### SUPPLIED RECORDS

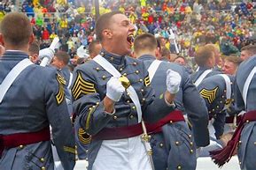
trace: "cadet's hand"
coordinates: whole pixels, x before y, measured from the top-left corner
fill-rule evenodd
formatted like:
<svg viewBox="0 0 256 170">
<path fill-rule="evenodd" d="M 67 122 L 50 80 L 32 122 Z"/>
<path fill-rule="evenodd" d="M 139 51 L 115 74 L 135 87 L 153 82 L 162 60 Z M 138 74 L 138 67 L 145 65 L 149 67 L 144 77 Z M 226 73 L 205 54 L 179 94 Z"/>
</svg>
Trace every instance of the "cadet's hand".
<svg viewBox="0 0 256 170">
<path fill-rule="evenodd" d="M 175 94 L 180 90 L 180 84 L 182 81 L 182 78 L 179 73 L 172 70 L 171 69 L 167 71 L 167 91 Z"/>
<path fill-rule="evenodd" d="M 118 78 L 112 77 L 106 84 L 106 96 L 113 101 L 119 101 L 125 88 Z"/>
<path fill-rule="evenodd" d="M 47 57 L 49 61 L 50 61 L 53 58 L 53 56 L 54 56 L 54 51 L 50 49 L 50 48 L 46 48 L 39 51 L 40 59 Z"/>
</svg>

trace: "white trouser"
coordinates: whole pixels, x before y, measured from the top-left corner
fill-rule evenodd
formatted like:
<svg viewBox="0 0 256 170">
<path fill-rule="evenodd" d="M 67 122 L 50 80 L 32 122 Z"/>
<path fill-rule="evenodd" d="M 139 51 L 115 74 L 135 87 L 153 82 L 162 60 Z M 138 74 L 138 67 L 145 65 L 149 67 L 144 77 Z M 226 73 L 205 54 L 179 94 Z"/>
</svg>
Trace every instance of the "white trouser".
<svg viewBox="0 0 256 170">
<path fill-rule="evenodd" d="M 151 170 L 140 136 L 104 140 L 92 170 Z"/>
</svg>

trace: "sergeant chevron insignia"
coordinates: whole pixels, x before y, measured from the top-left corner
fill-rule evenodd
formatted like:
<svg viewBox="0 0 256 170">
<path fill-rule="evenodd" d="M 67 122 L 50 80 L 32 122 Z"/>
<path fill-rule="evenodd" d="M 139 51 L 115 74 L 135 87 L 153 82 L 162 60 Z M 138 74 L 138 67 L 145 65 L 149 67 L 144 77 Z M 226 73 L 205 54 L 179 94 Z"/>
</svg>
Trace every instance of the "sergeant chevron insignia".
<svg viewBox="0 0 256 170">
<path fill-rule="evenodd" d="M 74 84 L 71 89 L 74 100 L 81 95 L 86 95 L 96 92 L 94 84 L 85 81 L 81 73 L 78 72 Z"/>
<path fill-rule="evenodd" d="M 149 86 L 151 85 L 151 80 L 150 80 L 150 77 L 149 76 L 147 76 L 144 78 L 144 85 L 145 85 L 145 86 Z"/>
<path fill-rule="evenodd" d="M 214 89 L 212 90 L 207 90 L 207 89 L 202 89 L 200 91 L 200 94 L 203 98 L 206 99 L 208 103 L 213 103 L 213 101 L 216 99 L 216 94 L 219 87 L 215 87 Z"/>
<path fill-rule="evenodd" d="M 88 144 L 91 141 L 91 136 L 86 133 L 81 128 L 78 129 L 78 138 L 83 144 Z"/>
<path fill-rule="evenodd" d="M 64 93 L 64 85 L 66 85 L 66 81 L 64 78 L 60 74 L 57 74 L 56 78 L 58 84 L 58 93 L 55 95 L 57 103 L 59 105 L 65 99 Z"/>
</svg>

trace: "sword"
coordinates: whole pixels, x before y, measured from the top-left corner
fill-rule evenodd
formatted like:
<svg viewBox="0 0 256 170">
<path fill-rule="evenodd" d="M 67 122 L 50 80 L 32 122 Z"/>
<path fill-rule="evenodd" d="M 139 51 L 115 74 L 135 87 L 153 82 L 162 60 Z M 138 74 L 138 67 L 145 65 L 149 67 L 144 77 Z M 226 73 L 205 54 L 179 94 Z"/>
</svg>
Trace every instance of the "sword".
<svg viewBox="0 0 256 170">
<path fill-rule="evenodd" d="M 127 77 L 124 77 L 124 76 L 120 77 L 119 81 L 120 81 L 121 85 L 123 85 L 123 87 L 126 90 L 130 86 L 130 82 Z M 142 128 L 143 128 L 143 131 L 144 131 L 144 133 L 141 136 L 141 139 L 142 139 L 142 142 L 144 143 L 144 145 L 145 147 L 151 168 L 152 168 L 152 170 L 155 170 L 155 166 L 154 166 L 154 163 L 153 163 L 153 159 L 152 159 L 152 149 L 151 149 L 151 146 L 150 144 L 151 137 L 147 134 L 146 126 L 145 126 L 143 119 L 142 119 L 141 123 L 142 123 Z"/>
</svg>

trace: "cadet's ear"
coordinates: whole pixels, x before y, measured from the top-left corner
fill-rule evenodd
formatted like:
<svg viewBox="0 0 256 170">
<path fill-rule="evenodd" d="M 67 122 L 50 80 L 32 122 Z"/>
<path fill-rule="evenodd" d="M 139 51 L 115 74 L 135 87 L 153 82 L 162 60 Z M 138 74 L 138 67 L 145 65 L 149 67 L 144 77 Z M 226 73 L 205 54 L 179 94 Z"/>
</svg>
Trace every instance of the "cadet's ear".
<svg viewBox="0 0 256 170">
<path fill-rule="evenodd" d="M 105 29 L 105 30 L 103 30 L 102 33 L 103 33 L 103 35 L 104 35 L 105 37 L 106 37 L 106 38 L 108 38 L 108 39 L 111 39 L 111 38 L 112 38 L 112 31 L 111 31 L 110 29 Z"/>
</svg>

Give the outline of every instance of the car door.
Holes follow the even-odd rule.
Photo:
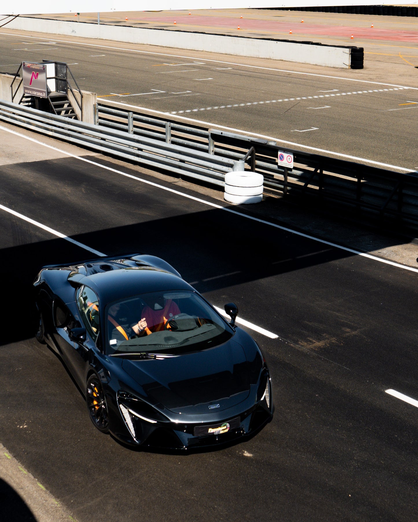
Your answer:
[[[85,286],[80,287],[76,292],[76,304],[78,314],[86,328],[85,340],[81,342],[73,342],[70,351],[68,364],[78,385],[84,391],[86,375],[90,360],[90,351],[96,346],[99,336],[99,300],[96,293]]]

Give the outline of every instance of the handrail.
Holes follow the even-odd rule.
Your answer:
[[[16,73],[16,75],[15,75],[15,77],[13,78],[13,81],[10,84],[10,90],[11,90],[11,101],[12,101],[12,102],[15,99],[15,97],[17,94],[17,92],[19,90],[19,88],[20,87],[20,86],[22,84],[22,82],[23,81],[23,75],[22,75],[21,78],[20,78],[20,77],[19,76],[19,77],[20,78],[20,81],[19,82],[19,85],[18,85],[17,88],[16,89],[16,90],[15,91],[15,92],[14,93],[13,93],[13,84],[15,83],[15,80],[16,80],[16,79],[18,77],[18,75],[19,75],[19,72],[20,72],[20,69],[21,68],[22,68],[22,64],[20,64],[20,66],[19,66],[19,68],[17,69],[17,72]]]

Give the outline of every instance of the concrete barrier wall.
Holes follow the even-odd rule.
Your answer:
[[[270,58],[326,67],[349,68],[350,63],[351,50],[348,48],[24,17],[16,18],[6,27],[8,29]]]

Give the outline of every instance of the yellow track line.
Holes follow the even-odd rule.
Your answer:
[[[407,63],[409,64],[410,65],[412,65],[413,67],[415,67],[415,65],[414,65],[413,64],[411,64],[410,62],[408,62],[408,60],[405,60],[400,53],[399,53],[399,56],[400,56],[401,58],[402,58],[402,59],[403,60],[404,62],[406,62]]]

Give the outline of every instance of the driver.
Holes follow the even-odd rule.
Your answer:
[[[161,331],[171,317],[181,313],[180,309],[172,299],[165,299],[163,295],[150,296],[147,306],[142,311],[143,317],[132,330],[138,336],[149,335]]]

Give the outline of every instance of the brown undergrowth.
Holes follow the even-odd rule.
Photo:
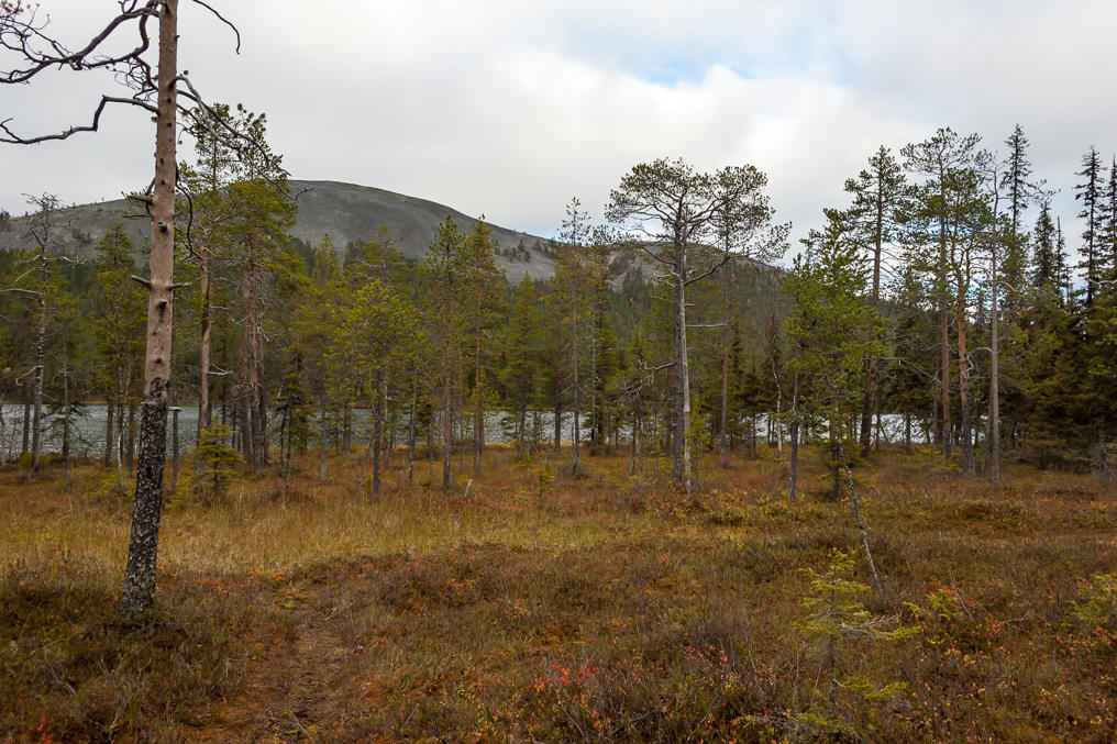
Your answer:
[[[927,454],[859,468],[888,597],[866,609],[920,632],[839,649],[841,679],[906,691],[843,685],[842,726],[823,729],[806,714],[824,655],[795,630],[804,570],[837,549],[867,572],[851,506],[789,504],[762,455],[703,462],[691,498],[650,459],[630,476],[627,457],[590,457],[572,479],[499,448],[450,493],[423,462],[355,494],[356,455],[326,483],[307,460],[218,503],[180,489],[139,627],[115,618],[126,488],[94,465],[69,489],[51,469],[0,473],[0,741],[1117,736],[1102,484],[1019,469],[994,489]],[[827,490],[821,467],[804,483]]]

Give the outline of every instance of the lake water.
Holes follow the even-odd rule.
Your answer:
[[[0,449],[4,452],[4,459],[12,459],[18,457],[20,449],[22,447],[23,438],[23,407],[19,404],[6,404],[2,409],[3,413],[3,425],[0,427]],[[46,412],[45,412],[46,413]],[[86,406],[82,409],[80,414],[74,416],[70,419],[70,447],[71,451],[77,457],[85,456],[99,456],[105,451],[105,418],[108,414],[108,407],[106,406]],[[217,418],[217,416],[214,417]],[[527,426],[533,427],[533,413],[527,416]],[[364,430],[366,422],[369,421],[369,411],[365,409],[354,409],[353,410],[353,426],[357,432],[354,437],[355,440],[360,440],[360,433]],[[471,419],[470,419],[471,421]],[[543,441],[552,441],[554,433],[554,413],[552,411],[540,411],[540,437]],[[273,426],[278,423],[278,419],[271,420]],[[468,427],[467,422],[467,427]],[[884,429],[884,437],[888,441],[900,441],[904,437],[904,417],[896,414],[886,414],[881,417],[881,426]],[[563,414],[563,441],[570,441],[573,439],[574,433],[574,417],[571,413]],[[60,416],[46,416],[46,421],[44,425],[45,440],[44,440],[44,451],[45,452],[58,452],[61,450],[63,440],[63,420]],[[757,436],[765,437],[767,433],[767,417],[757,417],[756,425]],[[193,406],[183,406],[179,411],[179,447],[182,451],[191,449],[194,443],[194,438],[198,431],[198,408]],[[397,428],[398,437],[405,437],[407,432],[407,421],[403,420]],[[582,418],[582,431],[583,440],[588,438],[588,430],[585,429],[585,417]],[[486,416],[485,418],[485,438],[487,441],[500,442],[510,441],[514,438],[514,417],[500,411],[494,411]],[[468,436],[468,429],[467,429]],[[627,427],[621,428],[621,438],[628,436]],[[922,440],[923,432],[920,431],[919,423],[913,421],[911,436],[917,440]],[[166,443],[168,452],[171,450],[171,421],[168,420],[166,427]]]

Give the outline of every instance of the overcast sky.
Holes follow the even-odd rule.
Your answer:
[[[389,189],[542,236],[571,197],[600,216],[633,164],[680,156],[766,172],[798,240],[844,203],[843,181],[879,145],[952,126],[1000,147],[1018,122],[1077,236],[1081,155],[1092,144],[1108,162],[1117,147],[1111,0],[210,0],[239,27],[239,56],[228,28],[181,2],[180,68],[210,101],[265,112],[294,178]],[[74,47],[117,8],[40,6]],[[0,118],[26,134],[86,123],[112,88],[52,73],[0,89]],[[0,208],[142,188],[151,130],[117,108],[97,134],[0,146]]]

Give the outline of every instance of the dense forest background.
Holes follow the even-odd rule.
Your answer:
[[[264,117],[222,111],[262,133]],[[686,204],[688,260],[708,266],[687,283],[686,437],[723,449],[852,437],[863,455],[891,414],[905,447],[957,450],[967,473],[995,469],[1001,442],[1012,459],[1108,471],[1115,163],[1087,151],[1073,185],[1081,211],[1065,228],[1019,126],[997,152],[948,128],[899,153],[881,147],[790,273],[765,263],[786,249],[786,227],[755,169],[737,223]],[[665,193],[705,189],[716,201],[716,174],[650,168]],[[519,451],[555,445],[538,411],[576,411],[574,438],[591,452],[627,442],[671,459],[679,448],[677,318],[670,280],[657,279],[670,225],[659,235],[641,233],[647,220],[594,223],[574,200],[558,239],[528,248],[447,217],[419,260],[386,227],[344,246],[292,237],[297,201],[271,161],[241,163],[201,136],[182,170],[172,394],[201,407],[199,442],[220,425],[218,439],[255,468],[359,441],[411,457],[465,448],[480,467],[486,411],[500,410]],[[30,467],[51,437],[69,457],[73,417],[103,402],[101,455],[130,466],[144,327],[132,277],[144,246],[117,226],[82,256],[57,199],[34,201],[31,217],[0,223],[34,246],[0,254],[0,397],[23,407],[7,409],[0,433]],[[509,284],[497,266],[533,255],[548,278]],[[375,414],[359,427],[354,409]]]

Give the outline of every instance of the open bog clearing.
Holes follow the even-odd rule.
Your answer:
[[[934,455],[875,456],[857,477],[881,603],[827,473],[808,469],[789,505],[782,464],[762,456],[703,462],[690,499],[667,474],[630,476],[627,457],[571,479],[502,449],[468,497],[468,477],[449,495],[420,483],[426,464],[411,487],[393,467],[380,497],[354,493],[355,455],[333,457],[326,483],[307,461],[286,489],[242,476],[201,504],[182,487],[139,627],[116,619],[126,489],[93,465],[69,489],[60,467],[4,471],[0,728],[12,742],[1117,735],[1111,487],[1020,467],[994,490]],[[866,586],[859,621],[910,632],[834,631],[831,697],[818,624],[857,620],[819,591],[838,580],[836,550],[852,562],[838,579]]]

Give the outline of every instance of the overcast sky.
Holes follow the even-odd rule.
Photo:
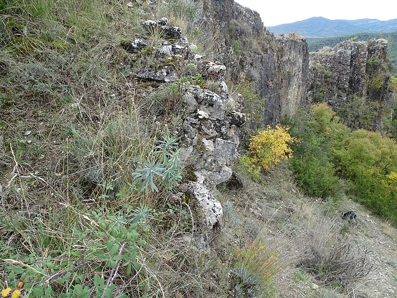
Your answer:
[[[386,0],[377,3],[365,3],[362,0],[235,1],[258,11],[265,26],[292,23],[313,16],[323,16],[330,20],[375,18],[387,21],[397,18],[397,2],[395,0]]]

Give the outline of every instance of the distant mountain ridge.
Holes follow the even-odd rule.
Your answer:
[[[274,34],[295,32],[309,38],[335,37],[363,32],[397,31],[397,19],[388,21],[376,19],[330,20],[320,16],[266,28]]]

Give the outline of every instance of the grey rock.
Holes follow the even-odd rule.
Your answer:
[[[183,108],[186,113],[192,114],[197,111],[198,105],[194,96],[191,93],[187,92],[184,94],[182,97],[182,101]]]
[[[136,53],[148,45],[148,43],[141,38],[133,38],[124,45],[124,48],[127,52]]]
[[[208,189],[198,182],[189,182],[188,189],[198,202],[204,214],[204,223],[212,227],[223,214],[222,205]]]
[[[154,72],[149,69],[140,71],[136,74],[138,78],[160,82],[174,81],[178,78],[171,66]]]

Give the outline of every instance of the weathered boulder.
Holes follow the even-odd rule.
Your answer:
[[[124,49],[130,53],[137,53],[147,47],[147,42],[141,38],[132,38],[129,42],[124,45]]]
[[[228,110],[227,107],[233,105],[234,100],[226,93],[192,85],[185,99],[191,107],[196,106],[191,102],[194,99],[197,109],[185,119],[179,131],[184,158],[195,156],[196,162],[191,166],[197,181],[211,189],[231,176],[231,167],[239,156],[239,135],[245,115]]]
[[[188,184],[188,189],[201,207],[204,223],[212,228],[223,214],[222,205],[208,190],[199,183],[190,181]]]

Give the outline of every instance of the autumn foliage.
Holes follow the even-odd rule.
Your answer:
[[[292,157],[290,145],[296,140],[289,135],[289,129],[277,125],[274,128],[268,125],[266,130],[258,131],[250,139],[247,154],[241,158],[242,163],[249,171],[257,173],[273,168],[281,159]]]

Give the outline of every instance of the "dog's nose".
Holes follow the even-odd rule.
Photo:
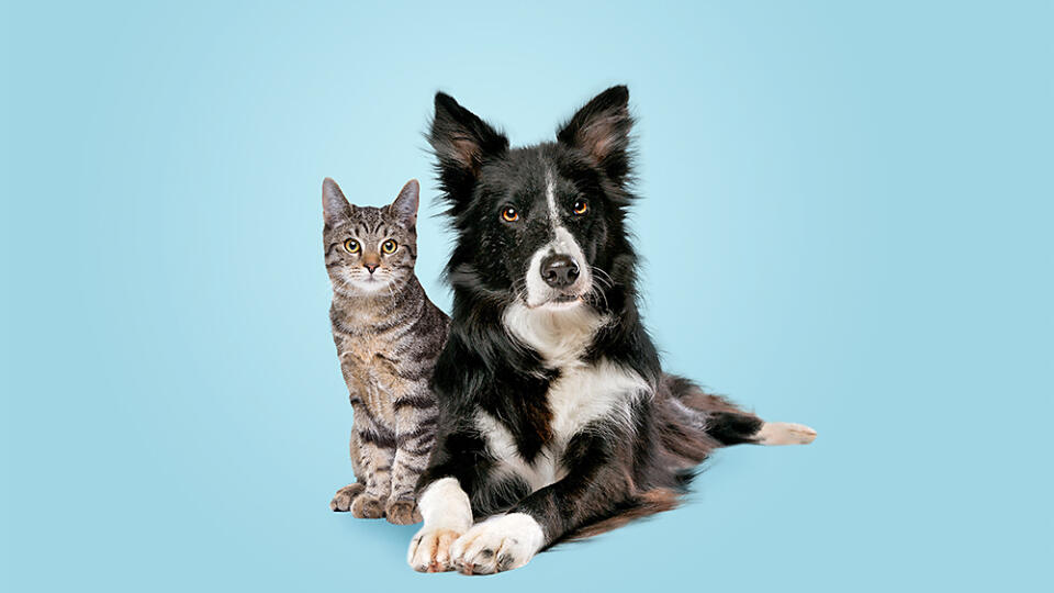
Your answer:
[[[579,278],[579,265],[571,256],[551,255],[541,260],[541,279],[552,288],[568,288]]]

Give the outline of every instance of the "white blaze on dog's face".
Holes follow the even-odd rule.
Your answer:
[[[524,304],[530,309],[575,307],[593,287],[591,264],[574,235],[561,223],[561,216],[565,215],[562,212],[564,206],[557,203],[553,184],[552,174],[549,172],[546,175],[546,205],[552,239],[535,251],[527,267]],[[584,200],[576,202],[586,204],[585,209],[588,209]]]

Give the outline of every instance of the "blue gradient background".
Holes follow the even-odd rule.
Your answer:
[[[146,4],[0,18],[0,589],[1050,584],[1050,2]],[[526,569],[416,574],[415,527],[327,507],[322,179],[417,177],[434,214],[437,89],[529,143],[618,82],[668,367],[820,436]]]

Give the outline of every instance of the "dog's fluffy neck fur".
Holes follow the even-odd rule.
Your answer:
[[[502,316],[508,333],[534,348],[554,369],[580,362],[596,332],[609,321],[608,315],[586,303],[560,310],[513,303]]]

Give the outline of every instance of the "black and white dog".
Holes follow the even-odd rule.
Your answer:
[[[810,443],[664,374],[637,311],[626,228],[626,87],[557,142],[508,139],[436,96],[429,141],[457,232],[438,439],[410,564],[485,574],[563,539],[675,506],[692,468],[737,443]]]

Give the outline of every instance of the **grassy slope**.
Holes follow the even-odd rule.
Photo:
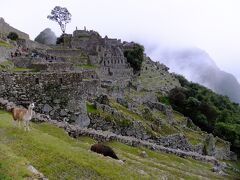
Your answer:
[[[13,127],[11,116],[0,111],[0,179],[31,176],[31,163],[49,179],[221,179],[212,165],[171,154],[108,142],[124,165],[89,151],[94,140],[70,138],[62,129],[32,124],[31,132]],[[139,153],[145,150],[148,158]],[[226,177],[225,177],[226,178]]]

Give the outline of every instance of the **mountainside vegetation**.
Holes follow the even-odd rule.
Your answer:
[[[197,83],[188,82],[177,75],[182,88],[169,94],[172,107],[190,117],[202,130],[213,133],[232,144],[240,152],[240,106],[228,97],[218,95]]]
[[[107,142],[124,164],[91,152],[95,140],[73,139],[62,129],[46,123],[32,123],[31,131],[14,127],[11,116],[0,111],[0,179],[34,178],[27,166],[32,165],[49,179],[232,179],[212,172],[213,164],[172,154],[154,152]],[[148,157],[139,154],[145,151]],[[232,164],[237,167],[237,164]],[[36,178],[36,177],[35,177]]]

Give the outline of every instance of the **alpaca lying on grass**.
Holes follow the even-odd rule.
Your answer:
[[[18,121],[18,126],[21,128],[21,123],[24,125],[24,130],[29,131],[29,121],[33,117],[33,108],[35,107],[34,103],[30,103],[28,109],[25,108],[13,108],[12,109],[12,116],[14,124]]]

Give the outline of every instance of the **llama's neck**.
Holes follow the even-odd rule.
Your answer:
[[[28,107],[27,114],[32,117],[33,116],[33,110],[32,108]]]

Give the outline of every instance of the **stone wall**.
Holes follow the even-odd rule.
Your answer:
[[[14,107],[16,107],[16,105],[13,102],[9,102],[8,100],[0,98],[0,108],[10,111]],[[165,153],[175,154],[183,158],[190,157],[196,160],[210,162],[213,165],[215,165],[215,167],[218,168],[217,172],[222,171],[224,168],[226,168],[226,164],[221,163],[220,161],[215,159],[215,157],[213,156],[204,156],[196,152],[191,152],[191,151],[186,152],[180,149],[172,149],[172,148],[164,147],[161,145],[157,145],[150,141],[140,140],[130,136],[117,135],[109,131],[95,130],[92,128],[82,128],[79,125],[71,125],[66,121],[53,120],[48,115],[45,115],[45,114],[35,113],[34,120],[38,122],[48,122],[59,128],[64,128],[64,130],[74,138],[77,138],[80,136],[89,136],[98,140],[99,142],[115,140],[130,146],[135,146],[135,147],[142,146],[142,147],[151,149],[153,151],[161,151]]]
[[[43,62],[32,63],[30,65],[36,71],[72,71],[74,70],[73,64],[65,62]]]
[[[0,97],[24,106],[34,101],[37,112],[87,126],[85,100],[95,96],[100,86],[96,74],[92,77],[91,73],[1,73]]]
[[[3,18],[0,17],[0,34],[1,36],[6,37],[10,32],[15,32],[18,34],[19,38],[22,39],[29,39],[29,35],[19,31],[15,28],[13,28],[12,26],[10,26],[9,24],[7,24]]]
[[[89,56],[80,49],[48,49],[46,53],[50,56],[68,60],[74,64],[89,63]]]

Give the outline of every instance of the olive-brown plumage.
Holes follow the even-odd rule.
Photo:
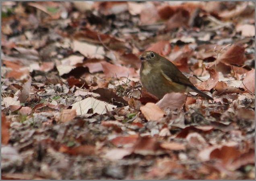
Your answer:
[[[141,60],[140,77],[142,85],[159,99],[170,92],[194,92],[213,100],[195,87],[174,64],[158,53],[147,51],[142,53],[140,57]]]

### STATED PROBLEM
Take the line containing "Give the outline of every instance of the **llama's" and every line after it up to the end of the entries, and quote them exactly. Both ends count; the pictures do not.

### RESULT FOR THIS TASK
Give the outline of every instance of the **llama's neck**.
Holes follow the even-odd rule.
Your answer:
[[[28,107],[27,114],[32,117],[33,116],[33,110],[32,108]]]

Give the outline of every instance of the **stone wall**.
Holes follow the even-odd rule.
Your answer:
[[[14,107],[16,107],[16,105],[13,102],[9,102],[8,100],[0,98],[0,108],[10,111]],[[165,153],[175,154],[183,158],[190,157],[196,160],[210,162],[213,165],[215,165],[215,167],[218,168],[217,172],[222,171],[224,168],[226,168],[226,164],[221,163],[220,161],[215,159],[215,157],[213,156],[204,156],[196,152],[191,152],[191,151],[186,152],[180,149],[172,149],[172,148],[164,147],[161,145],[157,145],[150,141],[140,140],[130,136],[117,135],[109,131],[95,130],[92,128],[82,128],[79,125],[71,125],[66,121],[53,120],[48,115],[45,115],[45,114],[35,113],[34,120],[38,122],[48,122],[59,128],[64,128],[64,130],[74,138],[77,138],[80,136],[89,136],[98,140],[99,142],[115,140],[130,146],[135,146],[135,147],[142,146],[142,147],[151,149],[153,151],[161,151]]]
[[[43,62],[32,63],[30,65],[36,71],[72,71],[74,70],[73,64],[65,62]]]
[[[0,97],[24,106],[34,101],[37,112],[87,126],[85,100],[95,96],[100,86],[96,74],[92,77],[91,73],[1,73]]]
[[[3,18],[0,17],[0,34],[1,36],[6,37],[10,32],[15,32],[18,34],[19,38],[22,39],[29,39],[29,35],[19,31],[15,28],[13,28],[12,26],[10,26],[9,24],[7,24]]]
[[[89,56],[80,49],[48,49],[46,53],[50,56],[68,60],[74,64],[89,63]]]

Give the outline of every instance of the olive-brown plumage.
Holes follow the even-odd rule.
Photo:
Your answer:
[[[141,60],[140,77],[142,85],[159,99],[170,92],[194,92],[213,100],[195,87],[174,64],[158,53],[147,51],[142,53],[140,57]]]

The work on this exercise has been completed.